The average number of tools and tool families used per job, by major occupation (weighted by 2010 American Community Survey employment totals), is summarized in Table 1.^{Footnote 2} The average worker uses nearly 58 different tools; while many of these may be quite similar to one another, as in bolt cutters, cable cutters and wire cutters, the average worker also uses approximately 13 different families of tools (e.g. hand tools or heavy construction machinery and equipment). At both levels of aggregation there are large differences by major occupation. Far fewer tools are used in sales, service and administrative occupations relative to the blue-collar occupations. Although not shown in the table, there is also significant variation within the broad occupational categories. For example, workers in service occupations use far more tools than workers in administrative positions. Economists use just six tools: desktop calculators, desktop computers, mainframe computers, notebook computers, personal computers and scanners.^{Footnote 3}

Given the training requirements associated with the tools in the T2 supplement, the mastery of the tools of an occupation represents a form of human capital. In occupations that use many tools or job-specific tools, this human capital is likely to be occupation-specific. If a given occupation tends to use tools that are more general, meaning that many workers in other occupations use the very same tools, then this human capital is not occupation-specific. To define tool specificity we weight each occupation with respect to its employment level (using the 2010 American Community Survey) and then calculate the percentage of workers outside of a given occupation that use a particular tool.

§

■ **Stated problem a**: Display each line of the entries that contains the string "barrier".
The excerpt and the entries below it were drawn from unrelated sources.

§

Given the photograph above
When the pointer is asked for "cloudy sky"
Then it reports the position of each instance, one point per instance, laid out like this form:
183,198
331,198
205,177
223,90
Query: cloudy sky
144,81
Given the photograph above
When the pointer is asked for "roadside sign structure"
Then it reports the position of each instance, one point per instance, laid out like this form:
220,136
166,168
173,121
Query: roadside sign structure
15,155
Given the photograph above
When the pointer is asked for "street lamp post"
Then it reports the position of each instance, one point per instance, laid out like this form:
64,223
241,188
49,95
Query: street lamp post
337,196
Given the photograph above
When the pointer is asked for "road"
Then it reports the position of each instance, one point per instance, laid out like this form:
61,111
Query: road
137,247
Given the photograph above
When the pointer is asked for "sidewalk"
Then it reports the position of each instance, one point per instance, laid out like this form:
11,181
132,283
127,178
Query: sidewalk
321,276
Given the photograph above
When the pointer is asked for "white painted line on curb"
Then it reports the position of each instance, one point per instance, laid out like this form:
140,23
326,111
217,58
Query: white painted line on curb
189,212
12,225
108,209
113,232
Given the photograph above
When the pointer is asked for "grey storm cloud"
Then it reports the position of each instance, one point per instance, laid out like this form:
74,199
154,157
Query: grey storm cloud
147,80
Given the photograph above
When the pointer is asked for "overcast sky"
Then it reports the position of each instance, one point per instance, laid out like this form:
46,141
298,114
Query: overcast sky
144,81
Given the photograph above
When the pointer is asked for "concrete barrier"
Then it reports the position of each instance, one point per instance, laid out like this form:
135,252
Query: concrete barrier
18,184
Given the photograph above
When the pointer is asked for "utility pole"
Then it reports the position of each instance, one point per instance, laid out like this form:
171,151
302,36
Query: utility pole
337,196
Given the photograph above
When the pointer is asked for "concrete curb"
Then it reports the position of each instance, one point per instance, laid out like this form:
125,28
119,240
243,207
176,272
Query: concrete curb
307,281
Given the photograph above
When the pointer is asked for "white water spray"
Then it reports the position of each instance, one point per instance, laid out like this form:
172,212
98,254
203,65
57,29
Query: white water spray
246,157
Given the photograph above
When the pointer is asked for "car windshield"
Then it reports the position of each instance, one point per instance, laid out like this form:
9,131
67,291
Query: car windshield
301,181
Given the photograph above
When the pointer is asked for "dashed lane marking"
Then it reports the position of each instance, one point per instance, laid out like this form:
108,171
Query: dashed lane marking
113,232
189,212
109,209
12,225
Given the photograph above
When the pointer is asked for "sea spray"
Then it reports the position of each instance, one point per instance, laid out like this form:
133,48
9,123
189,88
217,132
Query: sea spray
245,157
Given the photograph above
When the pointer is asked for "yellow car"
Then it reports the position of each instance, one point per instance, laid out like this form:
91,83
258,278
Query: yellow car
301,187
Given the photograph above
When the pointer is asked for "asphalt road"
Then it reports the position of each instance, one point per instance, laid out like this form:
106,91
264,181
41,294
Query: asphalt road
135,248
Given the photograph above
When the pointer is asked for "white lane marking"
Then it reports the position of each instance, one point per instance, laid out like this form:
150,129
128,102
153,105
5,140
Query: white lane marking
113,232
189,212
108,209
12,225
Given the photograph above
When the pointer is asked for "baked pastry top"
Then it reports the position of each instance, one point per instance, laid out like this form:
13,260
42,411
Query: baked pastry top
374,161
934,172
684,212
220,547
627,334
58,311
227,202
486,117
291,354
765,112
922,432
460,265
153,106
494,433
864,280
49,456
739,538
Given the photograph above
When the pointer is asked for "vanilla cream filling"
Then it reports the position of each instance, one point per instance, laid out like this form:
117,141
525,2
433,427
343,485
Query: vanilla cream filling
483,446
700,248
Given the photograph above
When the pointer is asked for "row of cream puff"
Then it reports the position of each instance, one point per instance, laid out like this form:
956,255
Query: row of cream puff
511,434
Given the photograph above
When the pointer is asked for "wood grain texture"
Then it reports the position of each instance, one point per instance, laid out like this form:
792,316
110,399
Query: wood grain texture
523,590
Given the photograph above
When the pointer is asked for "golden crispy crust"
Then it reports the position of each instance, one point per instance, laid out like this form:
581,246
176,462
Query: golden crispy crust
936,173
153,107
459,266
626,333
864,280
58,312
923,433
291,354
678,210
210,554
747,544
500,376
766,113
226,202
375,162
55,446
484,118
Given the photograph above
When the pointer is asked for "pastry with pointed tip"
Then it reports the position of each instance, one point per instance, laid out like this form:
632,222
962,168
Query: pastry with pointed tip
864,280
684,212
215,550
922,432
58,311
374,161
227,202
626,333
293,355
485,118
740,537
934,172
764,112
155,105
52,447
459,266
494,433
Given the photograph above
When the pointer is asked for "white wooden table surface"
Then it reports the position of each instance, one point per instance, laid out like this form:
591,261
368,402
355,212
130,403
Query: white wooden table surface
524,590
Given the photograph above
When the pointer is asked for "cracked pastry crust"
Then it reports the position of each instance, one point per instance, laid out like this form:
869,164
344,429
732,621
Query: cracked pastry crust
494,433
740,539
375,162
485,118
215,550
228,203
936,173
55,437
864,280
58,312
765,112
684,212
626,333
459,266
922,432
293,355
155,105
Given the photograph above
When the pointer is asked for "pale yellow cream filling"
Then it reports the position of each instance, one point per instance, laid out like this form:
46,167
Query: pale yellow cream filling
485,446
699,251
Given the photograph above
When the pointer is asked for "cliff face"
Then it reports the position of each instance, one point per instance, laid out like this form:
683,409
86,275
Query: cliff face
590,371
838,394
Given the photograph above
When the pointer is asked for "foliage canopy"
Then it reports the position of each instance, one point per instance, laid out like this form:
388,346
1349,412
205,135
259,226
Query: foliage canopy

§

■ **Stated problem b**: List the six tools that the excerpt on occupational tool use says economists use.

■ **Correct answer a**:
When the pointer is asked for "concrete barrier"
Query: concrete barrier

■ **Correct answer b**:
desktop calculators
desktop computers
mainframe computers
notebook computers
personal computers
scanners